• _YOUR GOAL_: From the entries, copy each line that includes "above".

• _RECORD EXCERPTS_:
┄┄┄┄┄┄┄┄┄┄

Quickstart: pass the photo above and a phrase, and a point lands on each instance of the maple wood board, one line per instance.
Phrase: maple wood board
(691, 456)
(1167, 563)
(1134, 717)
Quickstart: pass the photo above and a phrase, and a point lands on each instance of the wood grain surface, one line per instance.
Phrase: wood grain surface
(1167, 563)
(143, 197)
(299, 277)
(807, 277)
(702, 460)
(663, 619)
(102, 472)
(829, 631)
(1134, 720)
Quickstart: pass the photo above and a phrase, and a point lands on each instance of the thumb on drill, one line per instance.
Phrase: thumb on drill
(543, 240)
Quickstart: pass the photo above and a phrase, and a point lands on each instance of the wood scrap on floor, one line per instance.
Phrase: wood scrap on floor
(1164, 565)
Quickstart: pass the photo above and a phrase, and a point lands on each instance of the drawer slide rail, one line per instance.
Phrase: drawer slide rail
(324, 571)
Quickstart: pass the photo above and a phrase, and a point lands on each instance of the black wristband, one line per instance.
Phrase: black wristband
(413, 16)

┄┄┄┄┄┄┄┄┄┄

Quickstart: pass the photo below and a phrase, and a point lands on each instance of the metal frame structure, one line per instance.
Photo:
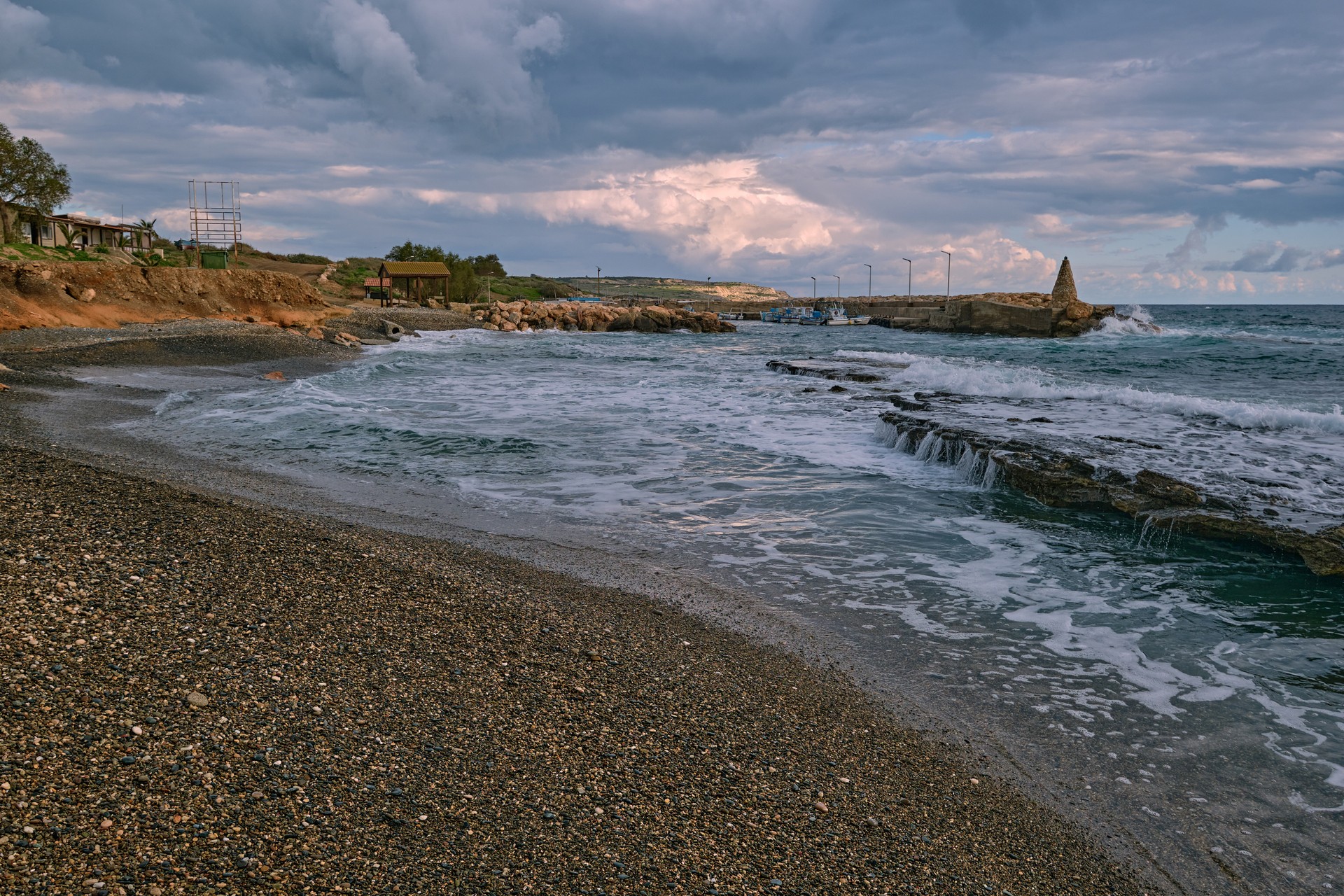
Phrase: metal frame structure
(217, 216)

┄┄┄┄┄┄┄┄┄┄

• _REPLY_:
Quickstart: pass the photo above and a phrase, and a point lands on each instance of the maple wood board, one line per instance.
Quickstart: pass the photo above and a phrase, and a point lands on each instance of the wood grain surface, one line per instance.
Quickstart: pass the photo above and a phrase, and a point lands on each instance of the thumb on drill, one line per instance.
Quickstart: pass the photo above and a phrase, and a point lands on each instance of the wood scrap on floor, one line per instance.
Quickstart: pass the photo above and a phrase, and a point lands on each instance of the drawer slide rail, one line per instance.
Quickstart: pass the photo above and a phrase, and a point lands on each instance of the black wristband, one line per instance.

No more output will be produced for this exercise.